(DATA TO PROCESS begins)
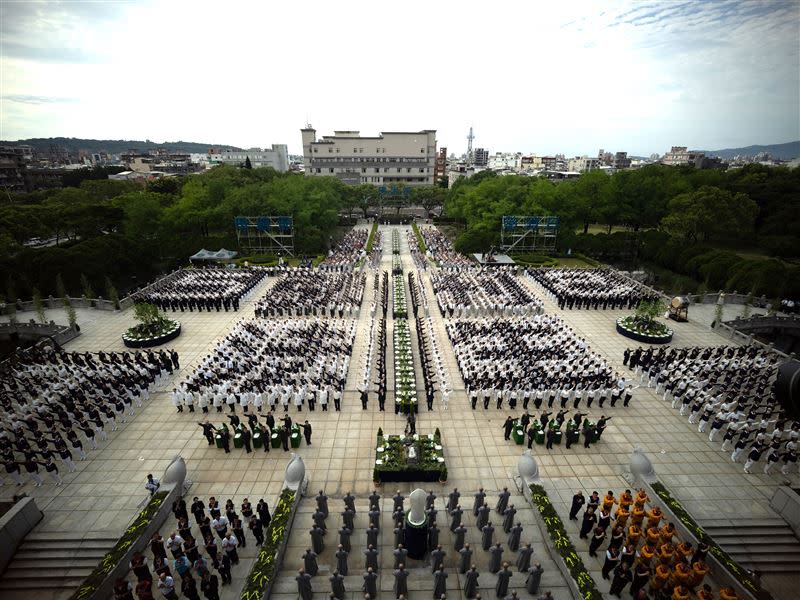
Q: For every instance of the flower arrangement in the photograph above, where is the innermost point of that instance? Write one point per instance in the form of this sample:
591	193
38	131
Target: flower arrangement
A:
400	308
116	554
391	463
555	527
263	570
734	568
154	327
405	389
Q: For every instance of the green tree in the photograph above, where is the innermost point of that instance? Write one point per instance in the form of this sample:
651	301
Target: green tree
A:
710	213
38	306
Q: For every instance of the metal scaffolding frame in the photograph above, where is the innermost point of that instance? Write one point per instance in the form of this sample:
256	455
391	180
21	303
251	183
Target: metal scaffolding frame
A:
265	235
528	234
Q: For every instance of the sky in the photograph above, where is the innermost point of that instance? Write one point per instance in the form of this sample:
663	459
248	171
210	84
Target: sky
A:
530	76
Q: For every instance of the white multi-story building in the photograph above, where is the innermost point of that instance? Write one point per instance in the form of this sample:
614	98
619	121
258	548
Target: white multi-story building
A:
583	163
393	157
277	157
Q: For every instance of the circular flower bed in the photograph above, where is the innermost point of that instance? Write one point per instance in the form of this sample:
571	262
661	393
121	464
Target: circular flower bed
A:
143	336
651	332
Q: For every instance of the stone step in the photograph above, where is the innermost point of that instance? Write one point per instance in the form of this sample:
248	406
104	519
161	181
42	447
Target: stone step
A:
79	553
64	582
56	562
786	551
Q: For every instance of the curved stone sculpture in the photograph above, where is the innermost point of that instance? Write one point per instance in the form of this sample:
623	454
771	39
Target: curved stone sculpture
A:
295	473
175	472
416	514
641	466
528	468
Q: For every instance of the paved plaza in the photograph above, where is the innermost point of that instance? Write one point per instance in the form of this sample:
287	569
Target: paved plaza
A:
107	489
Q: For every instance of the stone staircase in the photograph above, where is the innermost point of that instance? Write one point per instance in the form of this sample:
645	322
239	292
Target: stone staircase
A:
54	564
766	544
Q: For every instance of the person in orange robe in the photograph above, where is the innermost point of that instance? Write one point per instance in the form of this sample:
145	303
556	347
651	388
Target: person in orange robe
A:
666	533
683	551
634	535
704	593
680	593
659	578
699	572
654	516
609	501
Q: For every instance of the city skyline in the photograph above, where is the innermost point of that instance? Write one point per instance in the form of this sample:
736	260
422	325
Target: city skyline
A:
634	77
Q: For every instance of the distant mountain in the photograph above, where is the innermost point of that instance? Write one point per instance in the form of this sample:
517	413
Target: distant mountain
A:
73	145
785	151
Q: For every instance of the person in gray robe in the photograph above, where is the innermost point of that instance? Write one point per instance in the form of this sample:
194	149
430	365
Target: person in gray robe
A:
399	535
317	541
486	536
319	520
452	499
483	517
508	518
370	586
433	537
429	500
437	559
514	537
372	536
480	498
350	502
397	499
374	516
374	499
344	538
322	503
341	560
524	558
399	517
455	517
471	583
466	558
371	558
459	533
400	555
304	590
502	500
337	585
496	558
502	581
400	581
347	518
310	562
534	578
439	585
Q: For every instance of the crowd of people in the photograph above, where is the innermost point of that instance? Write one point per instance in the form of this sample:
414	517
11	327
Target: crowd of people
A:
303	292
538	359
200	553
299	362
468	292
519	555
58	404
347	252
641	548
208	288
728	392
591	288
438	247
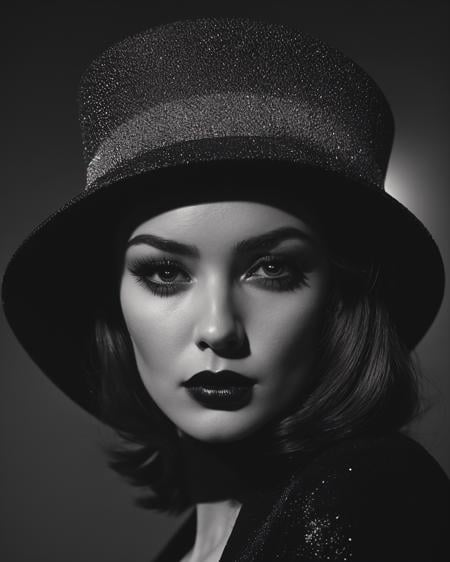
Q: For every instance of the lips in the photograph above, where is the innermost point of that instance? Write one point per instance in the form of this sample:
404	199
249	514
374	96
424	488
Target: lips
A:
221	379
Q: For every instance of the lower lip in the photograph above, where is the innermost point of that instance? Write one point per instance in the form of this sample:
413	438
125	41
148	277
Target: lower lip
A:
224	398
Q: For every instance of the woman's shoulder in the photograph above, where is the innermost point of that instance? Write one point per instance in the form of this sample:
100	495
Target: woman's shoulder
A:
377	499
387	455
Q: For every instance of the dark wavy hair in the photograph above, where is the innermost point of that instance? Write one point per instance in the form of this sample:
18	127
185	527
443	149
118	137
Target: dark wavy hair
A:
364	383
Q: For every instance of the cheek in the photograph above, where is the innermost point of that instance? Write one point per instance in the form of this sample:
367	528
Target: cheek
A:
155	327
288	332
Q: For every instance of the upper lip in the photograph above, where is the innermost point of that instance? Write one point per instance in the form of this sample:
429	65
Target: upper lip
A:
220	378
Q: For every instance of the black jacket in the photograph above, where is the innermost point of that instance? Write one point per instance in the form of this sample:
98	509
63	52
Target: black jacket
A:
362	500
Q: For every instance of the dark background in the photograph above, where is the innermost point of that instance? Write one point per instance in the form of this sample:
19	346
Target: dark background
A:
58	501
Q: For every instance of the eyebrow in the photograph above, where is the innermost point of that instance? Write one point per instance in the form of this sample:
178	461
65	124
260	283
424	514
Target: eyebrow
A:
265	241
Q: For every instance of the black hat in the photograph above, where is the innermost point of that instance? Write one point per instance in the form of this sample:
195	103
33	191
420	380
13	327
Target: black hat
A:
201	95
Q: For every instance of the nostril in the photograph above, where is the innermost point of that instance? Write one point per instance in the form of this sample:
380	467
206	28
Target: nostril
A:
232	346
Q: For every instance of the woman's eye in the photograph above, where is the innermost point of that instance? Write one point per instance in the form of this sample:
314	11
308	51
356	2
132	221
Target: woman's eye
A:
163	277
277	274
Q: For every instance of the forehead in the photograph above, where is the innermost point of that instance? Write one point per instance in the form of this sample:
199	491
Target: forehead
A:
227	221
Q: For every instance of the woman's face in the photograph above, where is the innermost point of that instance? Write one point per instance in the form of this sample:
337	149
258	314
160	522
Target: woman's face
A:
234	286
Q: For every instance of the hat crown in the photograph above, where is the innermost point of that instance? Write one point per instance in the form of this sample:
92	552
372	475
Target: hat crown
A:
286	83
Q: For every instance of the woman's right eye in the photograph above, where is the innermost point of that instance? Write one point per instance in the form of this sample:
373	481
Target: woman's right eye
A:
163	277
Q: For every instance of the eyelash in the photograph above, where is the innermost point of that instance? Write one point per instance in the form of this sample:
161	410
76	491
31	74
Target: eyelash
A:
143	268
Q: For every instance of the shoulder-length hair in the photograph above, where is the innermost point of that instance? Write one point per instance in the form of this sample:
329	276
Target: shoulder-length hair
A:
364	383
(DATA TO PROCESS ends)
YOUR ASSIGNMENT: Except for the pictures, write the data out exactly.

SOLVED PROBLEM:
Q: For every instance of the flower arrangement in the photograph above, where is the innermost point of that instance? Write one point per instance in the form of this sample:
591	193
38	131
Target: flower arrangement
A:
400	308
116	554
391	463
555	527
263	570
734	568
154	327
405	389
Q: For every instance of the green tree in the photograph above, where is the innermost point of that instance? Write one point per instance in the form of this sample:
651	301
Target: green tree
A:
710	213
38	306
Q: For every instance of the metal scaffolding frame in the photograph above, where is the innermost point of that instance? Write one point per instance in the form of this sample:
256	455
391	180
21	303
251	183
Target: metal scaffolding frame
A:
265	235
528	234
Q: For every instance of the sky in the photograph above, where is the innermost point of that instance? Write one point per instance in the form of this sample:
663	459
248	171
210	84
Target: sky
A:
530	76
Q: For every instance of the white multi-story building in the photograph above, where is the innermost point of that instance? Write one point per instance in the form of this sample:
614	98
619	121
258	548
Target: white multi-story building
A:
583	163
393	157
277	157
Q: For every instance of the circular flower bed in the photograph above, where is the innermost point of that instance? Write one point per instance in the form of this sample:
571	262
661	393
121	464
Target: circular flower bed
A:
143	336
651	332
Q: For every instance of the stone step in the photograph above, where is the innermost point of that instance? Write one point per instance in the form of this sample:
248	406
104	519
161	181
42	447
Target: stone step
A:
79	553
64	582
56	562
786	551
Q: For every instance of the curved stone sculpture in the photograph above, where is the innermost point of that instance? Write one point per instance in the form of this sample:
623	454
771	39
Target: curved stone sculpture
A:
295	473
175	472
416	514
641	466
528	468
Q: For every instance of the paved plaza in the photograph above, where is the innermost point of that instance? Write one point per instance in the form of this sample:
287	569
Target: paved plaza
A:
107	489
Q: For every instance of the stone staircase in the photograph above, where is the innermost point of that instance? Write one point per instance in the form of this sample:
645	322
239	292
Target: stone staircase
A:
54	564
766	544
Q: For every instance of the person in orange robe in the photograph above, where is the innermost point of that instance? Write one point per instance in the form of this sample:
145	303
556	347
651	388
Target: person in orange robe
A:
666	533
683	551
634	535
704	593
680	593
659	578
699	572
654	516
609	501
Q: For every instance of the city skyline in the photograph above, where is the innermost point of that instance? Write one point per instance in the form of this sample:
736	260
422	325
Target: city skyline
A:
634	77
Q: For every instance of the distant mountain in the photograph above, where is the innermost point of that instance? Write one point per instance in the form of this sample:
517	413
Target: distant mountain
A:
73	145
785	151
Q: For every instance of the person in gray robe in the photograph above, where is the innermost point of that instance? Write one point per instance in the form of this sample:
194	149
430	365
Target: person in gray robe
A:
399	535
317	541
486	536
319	520
452	499
483	517
508	518
370	586
433	537
429	500
437	559
514	537
372	536
480	498
350	502
397	499
374	516
374	499
344	538
322	503
341	560
524	558
399	517
455	517
471	583
466	558
371	558
459	533
400	555
304	590
502	500
337	585
496	558
502	581
400	581
347	518
310	562
534	578
439	585
Q: For every instance of the crowd of people in the photograph above, where is the innermost point of that instance? Write one point per instance in the form of this sample:
414	517
11	327
Target: crowd of people
A:
303	292
538	359
200	553
299	362
468	292
519	555
58	404
347	252
641	548
208	288
728	392
591	288
438	247
Q: For every instance of the lips in the photograph above, where is the innermost point of that instance? Write one point per instance in the form of this sample:
404	199
249	514
374	96
424	488
Target: lips
A:
221	379
Q: For every instance of the lower lip in the photograph above, where is the innermost point of that instance? Write one point per instance in the form of this sample:
413	438
125	41
148	277
Target: lower lip
A:
224	398
Q: For every instance of the woman's shoulder in the photograph above, where is the innermost point of that instance? Write one point per instance in the form of this sample:
100	495
Target: woman's shoulder
A:
377	499
387	455
Q: For every instance of the dark wavy hair in the photograph above, where is the innermost point of that instance? Write one point per instance in the form of this sample:
18	127
185	527
443	149
118	137
Target: dark wavy hair
A:
364	383
Q: For every instance of the cheek in the photograph above, where is the innermost point of that instance? Write one point per instance in the form of this sample:
367	528
Target: cheek
A:
155	327
288	332
Q: For every instance of the upper lip in the photograph above, where is the innermost point of that instance? Write one point per instance in the form of this sample:
429	65
Target: upper lip
A:
220	378
Q: For every instance of the black jacket in the photograph above, where is the innermost point of that instance? Write one point per instance in the form of this sample:
98	509
63	52
Target: black jacket
A:
362	500
Q: For every instance of the dark background in the photograph above, where is the innermost point of that instance? Write one point per instance in the form of this sample:
19	346
Target: dark background
A:
58	501
Q: For every instance of the eyebrow in the photograph above, where is the innermost point of that instance? Write one point per instance in the form of this sample:
178	461
65	124
260	283
424	514
Target: eyebrow
A:
265	241
Q: For every instance of the black hat in the photograph above, where is the innermost point of that instance? Write one point per instance in the form of this sample:
195	103
33	191
420	380
13	327
Target: black hat
A:
201	95
Q: For every instance of the nostril in the photograph above, where is the innermost point of that instance? Write one point per instance in the form of this sample:
380	467
206	28
Target: nostril
A:
232	346
Q: For every instance of the woman's eye in the photograph above, where is the innermost point of that instance? Write one point per instance in the form of this sample:
314	11
308	51
356	2
132	221
Target: woman's eye
A:
163	277
277	274
Q: For every instance of the forehead in the photograph above, where is the innermost point of that instance? Write one point per instance in the form of this sample:
199	491
Target: forehead
A:
227	221
Q: For every instance of the woman's face in the photograph above, where is the innermost point of that instance? Write one point per instance in the form of this sample:
337	149
258	314
160	522
Target: woman's face
A:
234	286
Q: For every instance of the hat crown in the photograph above, where is the innermost point of that instance? Write one point per instance in the form of this sample:
92	552
372	475
Target: hat crown
A:
286	83
Q: For every instance of the woman's right eye in the photograph above, where is the innermost point of that instance? Write one point per instance in the form of this sample:
373	481
Target: woman's right eye
A:
163	277
Q: For every instance of the eyelash in the photograph above, where is the innermost point of that instance? Write one point per instance in the form of this sample:
161	410
76	491
31	74
Target: eyelash
A:
143	268
Q: For every instance of the shoulder-length hair in the photograph above, where is the innermost point of that instance? Write one point per instance in the form of this sample:
329	276
Target: shoulder-length hair
A:
364	383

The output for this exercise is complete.